__PROBLEM TO WORK ON__: The reply must consist of the complete listing, reproduced exactly, with no images included.

-*-

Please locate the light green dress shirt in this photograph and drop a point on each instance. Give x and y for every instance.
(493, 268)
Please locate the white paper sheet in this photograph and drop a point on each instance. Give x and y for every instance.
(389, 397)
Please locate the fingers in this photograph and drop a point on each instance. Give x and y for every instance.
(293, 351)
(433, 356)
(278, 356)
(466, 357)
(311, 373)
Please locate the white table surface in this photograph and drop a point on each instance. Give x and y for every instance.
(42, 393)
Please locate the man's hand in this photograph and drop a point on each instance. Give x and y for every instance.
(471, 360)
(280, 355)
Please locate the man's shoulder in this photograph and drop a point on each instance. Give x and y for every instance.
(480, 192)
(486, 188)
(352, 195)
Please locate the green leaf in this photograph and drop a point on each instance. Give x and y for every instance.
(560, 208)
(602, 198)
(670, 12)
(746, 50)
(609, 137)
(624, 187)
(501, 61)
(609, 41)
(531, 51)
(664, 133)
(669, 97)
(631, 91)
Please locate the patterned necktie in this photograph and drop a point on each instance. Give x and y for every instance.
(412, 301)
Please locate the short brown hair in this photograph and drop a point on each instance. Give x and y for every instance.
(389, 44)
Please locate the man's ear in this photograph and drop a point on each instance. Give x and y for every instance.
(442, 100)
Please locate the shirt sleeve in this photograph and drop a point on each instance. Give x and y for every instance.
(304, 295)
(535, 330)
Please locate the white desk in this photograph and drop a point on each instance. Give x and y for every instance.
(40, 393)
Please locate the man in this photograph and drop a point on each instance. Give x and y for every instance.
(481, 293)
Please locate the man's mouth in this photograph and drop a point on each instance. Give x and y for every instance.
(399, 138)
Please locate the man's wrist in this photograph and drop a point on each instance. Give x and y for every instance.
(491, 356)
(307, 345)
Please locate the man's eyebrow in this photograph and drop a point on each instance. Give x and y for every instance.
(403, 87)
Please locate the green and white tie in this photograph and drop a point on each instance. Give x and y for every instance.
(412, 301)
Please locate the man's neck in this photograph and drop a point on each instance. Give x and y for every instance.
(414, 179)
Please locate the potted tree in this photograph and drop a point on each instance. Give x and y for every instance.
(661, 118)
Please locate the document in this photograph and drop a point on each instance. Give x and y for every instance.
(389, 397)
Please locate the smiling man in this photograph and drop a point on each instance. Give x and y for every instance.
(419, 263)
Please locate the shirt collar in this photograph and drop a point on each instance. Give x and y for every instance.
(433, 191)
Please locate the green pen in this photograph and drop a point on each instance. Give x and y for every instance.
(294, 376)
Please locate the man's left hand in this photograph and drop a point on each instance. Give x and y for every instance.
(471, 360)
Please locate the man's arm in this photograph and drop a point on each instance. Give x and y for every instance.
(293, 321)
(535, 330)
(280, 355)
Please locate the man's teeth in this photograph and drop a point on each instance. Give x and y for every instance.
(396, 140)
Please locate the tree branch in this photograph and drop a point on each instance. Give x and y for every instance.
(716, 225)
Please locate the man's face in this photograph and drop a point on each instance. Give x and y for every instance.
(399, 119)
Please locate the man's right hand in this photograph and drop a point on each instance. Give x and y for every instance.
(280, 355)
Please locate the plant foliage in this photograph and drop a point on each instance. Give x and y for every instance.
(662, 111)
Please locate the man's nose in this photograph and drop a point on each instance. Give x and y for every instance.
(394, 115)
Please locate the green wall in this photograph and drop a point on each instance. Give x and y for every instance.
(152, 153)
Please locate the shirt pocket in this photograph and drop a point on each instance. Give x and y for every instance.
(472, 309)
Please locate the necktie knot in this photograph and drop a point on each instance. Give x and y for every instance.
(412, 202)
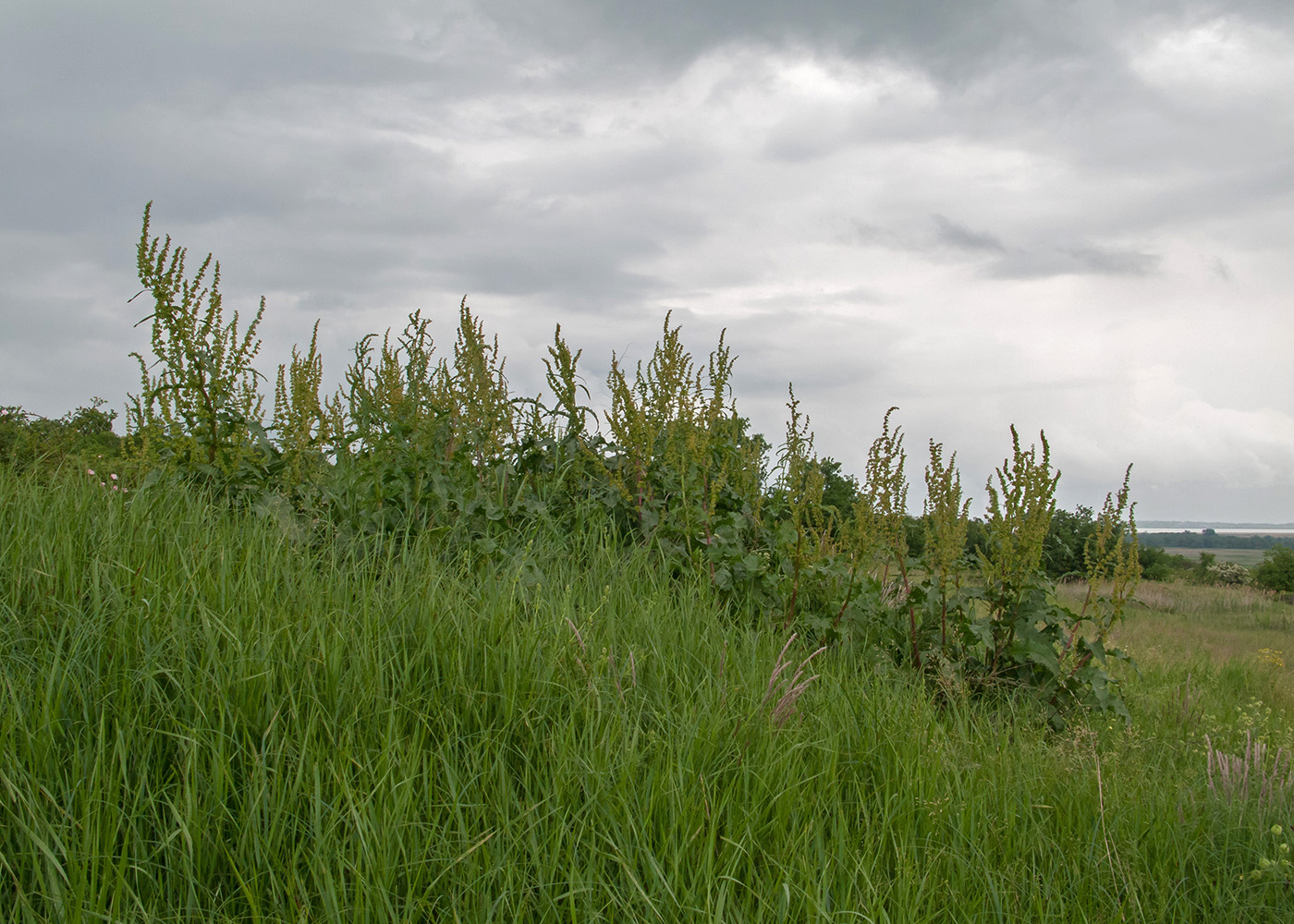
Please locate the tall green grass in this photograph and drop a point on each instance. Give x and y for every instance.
(201, 720)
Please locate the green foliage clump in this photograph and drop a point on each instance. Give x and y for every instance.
(202, 407)
(1276, 571)
(418, 445)
(34, 443)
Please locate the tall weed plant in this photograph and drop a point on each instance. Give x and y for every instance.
(418, 445)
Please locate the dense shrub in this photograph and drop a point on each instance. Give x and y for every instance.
(1276, 571)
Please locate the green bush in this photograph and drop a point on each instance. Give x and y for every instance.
(423, 446)
(1276, 571)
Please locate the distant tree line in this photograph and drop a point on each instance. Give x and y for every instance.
(1210, 539)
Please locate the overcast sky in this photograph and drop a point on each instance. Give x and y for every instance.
(1070, 216)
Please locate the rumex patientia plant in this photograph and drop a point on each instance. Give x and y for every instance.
(423, 444)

-*-

__SOLUTION TO THIS PROBLEM__:
Please locate the light green dress shirt in this photograph and drop a point on each instance. Give x and y for every instance.
(493, 268)
Please locate the white paper sheet in this photograph and drop a point on each instance. Give x and y for every instance.
(389, 397)
Please locate the fingers in this photograph and drop a point on each instance. Give x and y for every instance.
(293, 351)
(433, 356)
(278, 356)
(466, 357)
(311, 373)
Please locate the white table surface in this photograph and drop a point on each instance. Give x and y for every instance.
(42, 393)
Please locate the man's hand in this photograph and drop a point on each instance. Give x and y for every instance.
(471, 360)
(280, 355)
Please locate the man's shoulder in this photograph and drop a point on each instance. Give x and y for every instance.
(480, 192)
(486, 188)
(352, 195)
Please locate the green leaf in this photograph and drop a point on each instance. Give x and y for every instance.
(560, 208)
(602, 198)
(670, 12)
(746, 50)
(609, 137)
(624, 187)
(501, 61)
(609, 41)
(531, 51)
(664, 133)
(669, 97)
(631, 91)
Please locate the patterned necktie in this photograph and drop a point on each instance. Give x and y for every instance.
(412, 301)
Please locate the short brown hair in this photograph and drop a point on each instance. Give x and y for every instance.
(389, 44)
Please locate the man's ear in this photograph and drop a point on each instance. Give x and y for every instance.
(442, 100)
Please locate the shirt sleeve in this photograph and drop a point on each instance. Give x and y for every instance.
(304, 295)
(535, 330)
Please locate the white desk in this photograph and drop a point on each instance. Give x and y for every instance.
(40, 393)
Please locate the man in this photograph and drop a point on each instance. Give x and y for every instance.
(481, 293)
Please locate the man's mouth in this photograph and drop a point on each instance. Give x and y for every instance.
(399, 138)
Please locate the man's wrist in this photograph and drop a point on each instance. Give x and y for every instance.
(491, 356)
(307, 345)
Please locate the man's eyebrow in this photograph and drop a point on each instance. Give x and y for every instance.
(403, 87)
Please locate the green and white tie in this photograph and drop a point on each instance. Give x and y for every instance.
(412, 301)
Please locate the man's neck in this photograph and drop a point on each instance. Give x and y for every instance.
(414, 179)
Please locate the potted tree in this photograph and drop a point on each instance. Give x and y for every instance.
(661, 118)
Please locate the document in this photograph and drop a point on each instance. Give x and y for every instance.
(389, 397)
Please locate the smiling man in this photograph and drop a point on each instance. Give x and y for every instance.
(419, 263)
Please locate the shirt collar in this photograph and drop a point on each instance. Give x and y for every instance.
(433, 191)
Please locate the green pen in this photograph and drop a point on each instance. Give x and y for every instance.
(294, 376)
Please locate the man's left hand in this photograph and drop a point on each instance. Give x and y for every instance.
(471, 360)
Please locate the man's arm in this photograph and drop a point on each instance. Give x and y for every instance.
(293, 321)
(535, 330)
(280, 355)
Please locate the man's teeth in this photograph and drop a point on each instance. Give x and y for every instance.
(396, 140)
Please locate the tree branch in this photograph and drop a point on each instance. Give x and y for every instance.
(716, 225)
Please locate the man's face in this photograph and drop a point on each instance. Give x and y for every instance.
(399, 119)
Please locate the man's right hand in this photograph and drop a point on each instance. Give x and y for every instance.
(280, 355)
Please locate the plant foliage in this photograph and drop a point on each instance. Give x and y for every instance.
(662, 111)
Please locate the man's nose in this photograph and drop a point on each instance. Give x and y for every instance.
(394, 115)
Please locate the green wall in this photograph and drop a point on each instance. Give x and y for every instance.
(152, 153)
Please locate the shirt pocket in this photograph and drop a point on each instance. Give x and y for every instance.
(472, 309)
Please locate the necktie knot in this photograph and drop a point on each instance. Give x and y for every instance.
(412, 202)
Please locate the tall green grass in this photograph and drop a point on each instance. Give x and y for every instance.
(201, 720)
Please locate the green foliage clump in this photograph and drop a point on each instance. Give x and y for every instance.
(202, 407)
(1276, 571)
(418, 445)
(34, 443)
Please locate the tall weed plant in this photograph and drop a point on each instance. Give x and y for every instance.
(418, 445)
Please locate the dense shrub in this photograph and drop a point on each instance. Give x and y for every instance.
(1276, 571)
Please locate the green bush in this photograph and drop a point on each instance. Give x and y for every instance.
(423, 446)
(1276, 571)
Please locate the distant tree line in this photograph and drop a point on each instance. Give x and y for every instance.
(1210, 539)
Please locate the overcast sky in this photograph and drop a point on each instance. Give x and y for every instance.
(1070, 216)
Please locate the rumex patientia plant in this photograph and drop a point on each instance. Give x and y for every instance.
(423, 444)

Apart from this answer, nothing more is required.